Excerpts of location labeling data:
>>>>>
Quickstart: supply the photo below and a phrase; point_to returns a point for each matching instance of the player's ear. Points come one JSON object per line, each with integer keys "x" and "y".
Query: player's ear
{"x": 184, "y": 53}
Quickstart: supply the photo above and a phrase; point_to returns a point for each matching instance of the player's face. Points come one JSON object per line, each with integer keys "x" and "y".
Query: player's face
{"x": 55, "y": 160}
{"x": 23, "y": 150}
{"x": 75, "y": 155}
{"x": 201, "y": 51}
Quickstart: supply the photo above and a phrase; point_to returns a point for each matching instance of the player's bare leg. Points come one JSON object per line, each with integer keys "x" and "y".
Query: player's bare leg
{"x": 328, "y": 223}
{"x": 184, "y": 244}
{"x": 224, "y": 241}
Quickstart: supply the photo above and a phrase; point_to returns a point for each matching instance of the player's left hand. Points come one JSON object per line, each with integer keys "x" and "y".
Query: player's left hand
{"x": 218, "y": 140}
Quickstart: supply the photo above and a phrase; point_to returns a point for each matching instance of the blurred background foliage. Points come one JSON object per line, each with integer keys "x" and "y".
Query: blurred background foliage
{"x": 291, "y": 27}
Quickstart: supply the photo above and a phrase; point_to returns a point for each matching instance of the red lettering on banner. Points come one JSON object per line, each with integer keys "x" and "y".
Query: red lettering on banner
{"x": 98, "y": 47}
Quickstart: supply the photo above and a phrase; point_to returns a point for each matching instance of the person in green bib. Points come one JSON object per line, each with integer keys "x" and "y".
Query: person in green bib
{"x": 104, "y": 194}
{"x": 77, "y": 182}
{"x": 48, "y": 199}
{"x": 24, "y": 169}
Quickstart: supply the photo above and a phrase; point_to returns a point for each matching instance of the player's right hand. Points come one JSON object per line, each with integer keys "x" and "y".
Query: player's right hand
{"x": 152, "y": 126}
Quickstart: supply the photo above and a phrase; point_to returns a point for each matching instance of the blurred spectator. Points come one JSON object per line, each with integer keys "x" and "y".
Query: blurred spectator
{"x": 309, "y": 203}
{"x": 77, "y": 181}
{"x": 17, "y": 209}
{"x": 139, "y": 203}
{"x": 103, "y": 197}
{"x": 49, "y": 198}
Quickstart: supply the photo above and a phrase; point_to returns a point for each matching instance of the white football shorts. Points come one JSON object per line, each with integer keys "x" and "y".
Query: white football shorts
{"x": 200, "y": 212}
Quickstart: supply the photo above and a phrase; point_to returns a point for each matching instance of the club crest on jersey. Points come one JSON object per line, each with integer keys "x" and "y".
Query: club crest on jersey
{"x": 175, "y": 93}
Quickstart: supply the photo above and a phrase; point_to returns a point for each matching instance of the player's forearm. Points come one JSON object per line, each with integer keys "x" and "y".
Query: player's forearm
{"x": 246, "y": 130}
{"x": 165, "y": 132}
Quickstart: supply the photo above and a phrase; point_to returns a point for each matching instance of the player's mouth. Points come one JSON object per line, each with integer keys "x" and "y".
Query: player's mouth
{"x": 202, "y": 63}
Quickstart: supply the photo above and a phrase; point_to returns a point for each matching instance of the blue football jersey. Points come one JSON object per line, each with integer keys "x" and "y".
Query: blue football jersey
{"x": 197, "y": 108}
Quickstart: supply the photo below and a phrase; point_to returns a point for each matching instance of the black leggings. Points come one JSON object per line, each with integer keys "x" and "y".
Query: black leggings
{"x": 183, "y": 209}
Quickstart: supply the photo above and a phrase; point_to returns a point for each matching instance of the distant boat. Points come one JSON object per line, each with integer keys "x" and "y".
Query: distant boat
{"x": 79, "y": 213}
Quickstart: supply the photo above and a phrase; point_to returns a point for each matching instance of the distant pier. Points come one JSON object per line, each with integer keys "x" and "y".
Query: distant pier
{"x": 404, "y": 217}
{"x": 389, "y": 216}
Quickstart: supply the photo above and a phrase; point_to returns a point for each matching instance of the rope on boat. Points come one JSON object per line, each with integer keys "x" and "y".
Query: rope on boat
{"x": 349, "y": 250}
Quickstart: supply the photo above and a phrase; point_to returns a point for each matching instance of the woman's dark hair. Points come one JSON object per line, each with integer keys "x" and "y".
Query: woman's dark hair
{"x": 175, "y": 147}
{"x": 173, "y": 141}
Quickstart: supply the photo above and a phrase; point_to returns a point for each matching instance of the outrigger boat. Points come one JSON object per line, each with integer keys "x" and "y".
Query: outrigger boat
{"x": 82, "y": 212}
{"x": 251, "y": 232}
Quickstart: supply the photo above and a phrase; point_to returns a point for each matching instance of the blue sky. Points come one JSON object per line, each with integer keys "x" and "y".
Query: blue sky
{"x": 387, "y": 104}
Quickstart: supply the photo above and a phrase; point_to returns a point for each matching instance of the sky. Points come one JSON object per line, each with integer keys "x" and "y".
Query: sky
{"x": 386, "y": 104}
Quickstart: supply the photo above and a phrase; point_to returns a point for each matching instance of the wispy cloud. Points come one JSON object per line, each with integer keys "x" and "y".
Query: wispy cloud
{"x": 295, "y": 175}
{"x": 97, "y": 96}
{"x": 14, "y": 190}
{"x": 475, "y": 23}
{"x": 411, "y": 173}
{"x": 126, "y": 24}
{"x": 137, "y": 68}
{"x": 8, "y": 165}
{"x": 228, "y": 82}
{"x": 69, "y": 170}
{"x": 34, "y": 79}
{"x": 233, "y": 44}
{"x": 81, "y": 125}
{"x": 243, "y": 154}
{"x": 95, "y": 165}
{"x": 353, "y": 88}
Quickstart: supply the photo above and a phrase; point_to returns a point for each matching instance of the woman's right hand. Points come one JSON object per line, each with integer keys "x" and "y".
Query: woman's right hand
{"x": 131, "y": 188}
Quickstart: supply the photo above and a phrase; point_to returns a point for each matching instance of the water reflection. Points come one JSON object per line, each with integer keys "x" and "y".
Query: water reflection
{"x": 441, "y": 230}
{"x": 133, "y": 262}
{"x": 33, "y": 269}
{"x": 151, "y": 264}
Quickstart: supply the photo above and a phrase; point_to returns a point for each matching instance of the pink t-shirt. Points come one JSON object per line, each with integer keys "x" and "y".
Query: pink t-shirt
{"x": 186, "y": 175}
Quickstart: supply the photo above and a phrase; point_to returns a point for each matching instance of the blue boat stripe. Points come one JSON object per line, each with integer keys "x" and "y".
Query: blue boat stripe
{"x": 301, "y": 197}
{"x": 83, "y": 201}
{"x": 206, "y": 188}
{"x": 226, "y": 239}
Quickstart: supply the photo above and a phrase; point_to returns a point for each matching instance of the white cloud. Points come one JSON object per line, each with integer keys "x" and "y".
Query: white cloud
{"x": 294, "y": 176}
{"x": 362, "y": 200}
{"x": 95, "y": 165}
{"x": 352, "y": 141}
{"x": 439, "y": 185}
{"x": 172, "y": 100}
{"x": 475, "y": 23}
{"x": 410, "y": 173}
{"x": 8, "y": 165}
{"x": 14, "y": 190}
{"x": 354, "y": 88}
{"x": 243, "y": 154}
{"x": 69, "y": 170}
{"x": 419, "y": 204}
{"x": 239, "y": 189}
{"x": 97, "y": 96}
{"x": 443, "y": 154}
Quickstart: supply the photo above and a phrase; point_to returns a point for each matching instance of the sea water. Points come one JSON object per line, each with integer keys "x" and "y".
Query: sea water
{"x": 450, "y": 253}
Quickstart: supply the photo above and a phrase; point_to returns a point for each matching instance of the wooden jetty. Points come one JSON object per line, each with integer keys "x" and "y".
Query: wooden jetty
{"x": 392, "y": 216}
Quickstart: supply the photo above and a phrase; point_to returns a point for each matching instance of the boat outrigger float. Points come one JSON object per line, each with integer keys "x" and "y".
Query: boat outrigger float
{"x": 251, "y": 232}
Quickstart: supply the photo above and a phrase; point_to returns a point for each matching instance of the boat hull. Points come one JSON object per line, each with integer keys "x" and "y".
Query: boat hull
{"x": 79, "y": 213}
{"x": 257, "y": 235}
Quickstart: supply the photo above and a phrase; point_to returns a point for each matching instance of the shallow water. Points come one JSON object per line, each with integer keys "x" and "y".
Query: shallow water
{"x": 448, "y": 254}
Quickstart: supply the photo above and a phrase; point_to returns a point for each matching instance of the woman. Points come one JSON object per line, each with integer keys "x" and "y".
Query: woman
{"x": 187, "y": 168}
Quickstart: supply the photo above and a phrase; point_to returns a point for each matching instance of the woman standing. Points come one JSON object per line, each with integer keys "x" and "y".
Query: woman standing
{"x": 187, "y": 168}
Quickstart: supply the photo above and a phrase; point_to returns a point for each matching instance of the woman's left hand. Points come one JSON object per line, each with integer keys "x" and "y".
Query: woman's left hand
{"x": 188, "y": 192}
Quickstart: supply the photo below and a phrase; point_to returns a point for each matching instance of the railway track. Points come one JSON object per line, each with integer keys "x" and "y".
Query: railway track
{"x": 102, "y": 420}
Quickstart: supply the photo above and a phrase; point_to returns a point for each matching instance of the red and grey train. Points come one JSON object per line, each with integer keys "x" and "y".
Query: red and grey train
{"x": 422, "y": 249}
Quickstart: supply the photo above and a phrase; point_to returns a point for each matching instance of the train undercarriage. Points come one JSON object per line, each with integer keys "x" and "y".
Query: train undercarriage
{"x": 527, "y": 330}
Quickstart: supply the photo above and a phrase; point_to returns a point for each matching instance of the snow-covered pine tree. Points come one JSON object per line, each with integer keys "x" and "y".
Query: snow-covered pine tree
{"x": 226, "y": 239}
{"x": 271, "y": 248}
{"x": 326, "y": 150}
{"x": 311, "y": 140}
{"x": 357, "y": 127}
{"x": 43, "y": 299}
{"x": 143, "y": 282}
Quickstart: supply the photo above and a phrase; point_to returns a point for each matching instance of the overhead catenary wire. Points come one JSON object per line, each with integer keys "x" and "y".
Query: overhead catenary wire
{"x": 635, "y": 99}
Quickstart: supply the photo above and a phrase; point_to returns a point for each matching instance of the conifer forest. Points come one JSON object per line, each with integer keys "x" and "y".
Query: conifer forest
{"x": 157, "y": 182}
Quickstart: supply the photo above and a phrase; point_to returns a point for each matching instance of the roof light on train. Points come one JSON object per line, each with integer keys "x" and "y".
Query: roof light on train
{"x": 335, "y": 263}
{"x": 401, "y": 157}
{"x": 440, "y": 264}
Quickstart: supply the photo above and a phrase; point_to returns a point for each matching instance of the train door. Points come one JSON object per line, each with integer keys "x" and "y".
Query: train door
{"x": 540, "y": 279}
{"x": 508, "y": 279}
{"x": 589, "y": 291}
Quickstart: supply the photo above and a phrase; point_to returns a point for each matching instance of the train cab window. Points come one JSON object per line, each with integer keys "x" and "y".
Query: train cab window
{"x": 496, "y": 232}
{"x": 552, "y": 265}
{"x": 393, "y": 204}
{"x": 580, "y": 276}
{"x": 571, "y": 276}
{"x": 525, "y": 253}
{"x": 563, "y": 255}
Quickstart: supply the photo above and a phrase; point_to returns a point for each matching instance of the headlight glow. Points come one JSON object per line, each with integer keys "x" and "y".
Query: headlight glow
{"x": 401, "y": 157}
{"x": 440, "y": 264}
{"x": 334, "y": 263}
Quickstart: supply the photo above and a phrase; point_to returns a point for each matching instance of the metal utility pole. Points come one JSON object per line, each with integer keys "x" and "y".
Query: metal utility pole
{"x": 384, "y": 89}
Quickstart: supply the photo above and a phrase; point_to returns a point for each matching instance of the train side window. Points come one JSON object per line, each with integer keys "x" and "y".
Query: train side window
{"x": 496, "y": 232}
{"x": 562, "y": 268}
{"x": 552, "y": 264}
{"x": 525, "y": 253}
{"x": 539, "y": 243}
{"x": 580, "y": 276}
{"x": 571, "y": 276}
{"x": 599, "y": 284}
<<<<<
| Exercise goal |
Set down nothing but the lines from the one with "of the conifer" through the end of the records, keeping each line exactly as written and including both ends.

| Result |
Quickstart: supply the photo above and a phrase; point_to returns a point for each matching instance of the conifer forest. Points come one JSON object per line, each with integer keys "x" and "y".
Query: conifer forest
{"x": 157, "y": 182}
Quickstart: supply the photo above and a phrase; point_to returns a point for each matching instance of the roof light on train. Points come one JSON object per line, each with integer keys "x" and "y".
Query: roof light on train
{"x": 335, "y": 263}
{"x": 401, "y": 157}
{"x": 440, "y": 264}
Quickstart: supply the photo above and a phrase; point_to returns a point for each matching instance of the train door. Points come one JSON object per line, each with integer keys "x" and "y".
Query: train door
{"x": 540, "y": 279}
{"x": 508, "y": 279}
{"x": 589, "y": 291}
Quickstart: supply the photo above and a phrase; point_to returns a point for each matching instance of the train cab window. Points come one JSON object per line, each with integer keys "x" and "y".
Query: train cab window
{"x": 496, "y": 232}
{"x": 552, "y": 265}
{"x": 393, "y": 204}
{"x": 580, "y": 276}
{"x": 571, "y": 276}
{"x": 525, "y": 253}
{"x": 563, "y": 255}
Quickstart: supply the photo above and a phrase; point_to returns a point for each matching instance of the headlight glow. Points come one JSON object per line, each with integer keys "x" and "y".
Query: headlight glow
{"x": 401, "y": 157}
{"x": 440, "y": 264}
{"x": 334, "y": 263}
Quickstart: supply the photo above and a phrase; point_to returns a point for each matching instance of the metal utility pole. Points come one JSON object per line, each with integer keys "x" and "y".
Query: metal utility pole
{"x": 384, "y": 89}
Quickstart: supply the photo above and a phrase; point_to returns a point for each matching instance of the train side window. Points come one JSON object per line, each with integer keys "x" and "y".
Query: train side window
{"x": 496, "y": 232}
{"x": 562, "y": 268}
{"x": 552, "y": 264}
{"x": 525, "y": 253}
{"x": 539, "y": 243}
{"x": 580, "y": 276}
{"x": 571, "y": 276}
{"x": 599, "y": 284}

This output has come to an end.